Action item:
According to the cookbook review, how many chapters of basic recipes does the book provide?

Source passage:
::::

Truly "complete"-useful to the novice & expert alike!.......2005-03-06
This is the sort of cookbook that grows with you. If you're a novice cook, or you cook only because you have to put something on the table every night, you will find this book enlarges the number of fool-proof chicken dishes you can put on the table without much fuss. Each chapter suggests several variations, so you can adapt to what you have on hand or what's fresh at the store. There are also handy chapters on soup, leftovers and turkey breasts.
If you're a more seasoned or adventurous cook-or you'd like to become one!-you will appreciate the scope of the book, which provides basic recipes in 37 chapters, including what to do with duck, goose, quail, squab, and pheasant. With a proven "method" at hand, you can experiment with seasonings & vegetables and feel confident that your new creation will at least be edible. Or if you prefer to stick to the book, there are more complex dishes here, such as Sautéed Butterflied Chicken with Tomato, Olive and Caper Pan Sauce and Grilled Squab with Red Chile-Pumpkin Seed Sauce.

::::

Records drawn from a dataset:

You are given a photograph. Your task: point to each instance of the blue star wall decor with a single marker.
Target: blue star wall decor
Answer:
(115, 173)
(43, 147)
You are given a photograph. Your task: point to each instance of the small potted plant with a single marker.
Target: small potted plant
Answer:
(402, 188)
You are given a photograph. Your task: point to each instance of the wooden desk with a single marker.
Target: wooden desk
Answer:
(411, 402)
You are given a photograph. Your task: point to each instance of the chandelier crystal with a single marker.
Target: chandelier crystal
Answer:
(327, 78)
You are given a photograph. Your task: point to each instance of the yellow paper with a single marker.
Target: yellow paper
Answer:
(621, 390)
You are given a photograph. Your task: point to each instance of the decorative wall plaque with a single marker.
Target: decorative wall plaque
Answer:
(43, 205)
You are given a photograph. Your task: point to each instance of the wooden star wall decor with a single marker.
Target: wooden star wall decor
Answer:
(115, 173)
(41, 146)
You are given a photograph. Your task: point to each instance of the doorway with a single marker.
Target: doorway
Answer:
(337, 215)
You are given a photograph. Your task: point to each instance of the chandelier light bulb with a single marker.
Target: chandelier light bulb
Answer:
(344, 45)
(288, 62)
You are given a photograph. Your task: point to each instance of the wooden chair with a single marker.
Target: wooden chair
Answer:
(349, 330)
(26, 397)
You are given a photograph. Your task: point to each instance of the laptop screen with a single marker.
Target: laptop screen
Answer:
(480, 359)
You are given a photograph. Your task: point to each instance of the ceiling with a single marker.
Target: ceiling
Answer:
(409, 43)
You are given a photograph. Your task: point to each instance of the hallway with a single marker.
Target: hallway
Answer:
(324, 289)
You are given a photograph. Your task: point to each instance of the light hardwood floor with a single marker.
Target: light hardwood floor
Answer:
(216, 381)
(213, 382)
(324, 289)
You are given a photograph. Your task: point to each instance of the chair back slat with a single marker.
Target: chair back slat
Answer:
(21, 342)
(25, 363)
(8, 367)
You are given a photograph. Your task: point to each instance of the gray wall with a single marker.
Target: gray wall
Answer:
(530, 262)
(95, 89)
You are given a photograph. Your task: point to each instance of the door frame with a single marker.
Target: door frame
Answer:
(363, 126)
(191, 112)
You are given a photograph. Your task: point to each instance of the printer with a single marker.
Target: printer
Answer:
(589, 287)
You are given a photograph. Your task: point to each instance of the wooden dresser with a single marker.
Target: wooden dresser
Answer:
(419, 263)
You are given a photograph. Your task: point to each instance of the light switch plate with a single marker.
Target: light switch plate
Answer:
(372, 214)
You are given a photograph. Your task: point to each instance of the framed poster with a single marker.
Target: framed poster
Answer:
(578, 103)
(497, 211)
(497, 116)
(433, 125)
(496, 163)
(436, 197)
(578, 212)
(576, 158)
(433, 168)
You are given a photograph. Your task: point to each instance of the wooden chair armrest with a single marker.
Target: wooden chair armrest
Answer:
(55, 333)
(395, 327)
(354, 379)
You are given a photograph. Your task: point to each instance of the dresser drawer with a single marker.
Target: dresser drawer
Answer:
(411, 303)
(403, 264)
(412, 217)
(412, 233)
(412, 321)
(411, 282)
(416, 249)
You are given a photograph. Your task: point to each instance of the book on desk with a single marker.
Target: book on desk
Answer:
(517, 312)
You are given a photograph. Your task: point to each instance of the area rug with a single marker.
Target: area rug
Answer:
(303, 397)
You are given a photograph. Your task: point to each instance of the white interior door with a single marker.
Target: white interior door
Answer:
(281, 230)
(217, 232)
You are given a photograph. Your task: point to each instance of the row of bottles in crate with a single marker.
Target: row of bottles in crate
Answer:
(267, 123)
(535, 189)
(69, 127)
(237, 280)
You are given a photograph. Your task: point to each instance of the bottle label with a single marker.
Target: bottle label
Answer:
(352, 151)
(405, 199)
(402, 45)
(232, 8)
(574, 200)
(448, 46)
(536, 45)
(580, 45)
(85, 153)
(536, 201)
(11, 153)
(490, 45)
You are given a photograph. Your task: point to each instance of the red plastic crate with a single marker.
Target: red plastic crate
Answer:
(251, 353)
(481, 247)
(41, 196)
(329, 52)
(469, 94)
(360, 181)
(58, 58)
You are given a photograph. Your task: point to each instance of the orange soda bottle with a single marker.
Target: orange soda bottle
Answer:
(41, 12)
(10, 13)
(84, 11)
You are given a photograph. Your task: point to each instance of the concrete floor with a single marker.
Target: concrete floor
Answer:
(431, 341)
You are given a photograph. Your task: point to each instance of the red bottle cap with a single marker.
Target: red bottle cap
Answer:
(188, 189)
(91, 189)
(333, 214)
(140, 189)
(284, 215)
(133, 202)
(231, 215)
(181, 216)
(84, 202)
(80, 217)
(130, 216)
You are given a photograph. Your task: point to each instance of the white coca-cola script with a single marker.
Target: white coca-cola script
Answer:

::::

Exercise solution:
37 chapters